Exercise passage:
With or Without You: Rock guitarist has The Edge over Bono with historic concert at the Sistine Chapel02 May 2016 | by Christopher Lamb in Rome
The Edge expresses Pride at playing In God's Country in concert Even Better than the Real Thing
As a home to Michelangelo’s Last Judgment, the world’s oldest choir and the place where cardinals elect a new Pope the Sistine Chapel is an icon of western history.
But on Saturday night it took a step into the contemporary era when U2 guitarist The Edge became the first rock star to use the chapel as a venue.
The performer, who's real name is David Evans, sang four songs for an audience of doctors, researchers and philanthropists who had attended a Vatican conference on regenerative medicine focussed on exploring cures for cancer.
Evans performed alongside a choir of seven Irish teenagers and sang versions of U2’s songs “Yahweh”, “Ordinary Love” and “Walk On” - they also sang a cover of Leonard Cohen’s “If It Be Your Will.”
The guitarist, who described the chapel as “the most beautiful parish hall in the world”, had been attending the conference as his father last month died of cancer while his daughter has suffered from leukaemia.
According to Reuters The Edge dedicated “Walk On” to Pope Francis who he described as “the people’s pope.” The song was written in honour of Aung San Suu Kyi, the long time campaigner for democracy in Myanmar.

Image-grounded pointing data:

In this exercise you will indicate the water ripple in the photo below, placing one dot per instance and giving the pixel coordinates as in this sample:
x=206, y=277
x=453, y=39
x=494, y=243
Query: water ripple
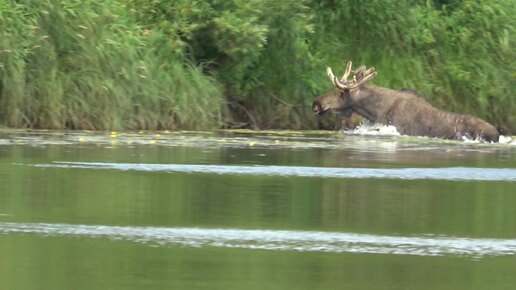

Exercise instructions:
A. Answer these questions from the article about The Edge's Sistine Chapel concert.
(i) What was the subject of the Vatican conference that the audience had attended?
(ii) Who performed alongside The Edge?
(iii) According to Reuters, to whom did The Edge dedicate "Walk On"?
B. Write a continuation of the article about The Edge's Sistine Chapel concert, starting after its final sentence.

Written answers:
A.
(i) Regenerative medicine, focused on exploring cures for cancer.
(ii) A choir of seven Irish teenagers.
(iii) Pope Francis.

B.
"Being Irish you learn very early that if you want to be asked to come back it's very important to thank the local parish priest for the loan of the hall," he said.
Irish band U2, whose songs often have Christian motifs, are no strangers to the Vatican. Lead singer Bono had a famous meeting in 1999 with Pope John Paul II who during the encounter put on the star’s wrap around sunglasses. The pair collaborated on attempts to reduce third world debt in the run up to the millennium.
The conference on regenerative medicine was organised by a United States based Stem for Life Foundation and the Pontifical Council for Culture and seeking to find treatments using adult stem cells. The Church opposes the use of embryonic stem cells for medical research because of the destruction of embryos involved.
The news that a U2 guitarist played in the Sistine Chapel is unlikely to impress Benedict XVI who, as Cardinal Joseph Ratzinger, said rock music is the antithesis of Christian worship.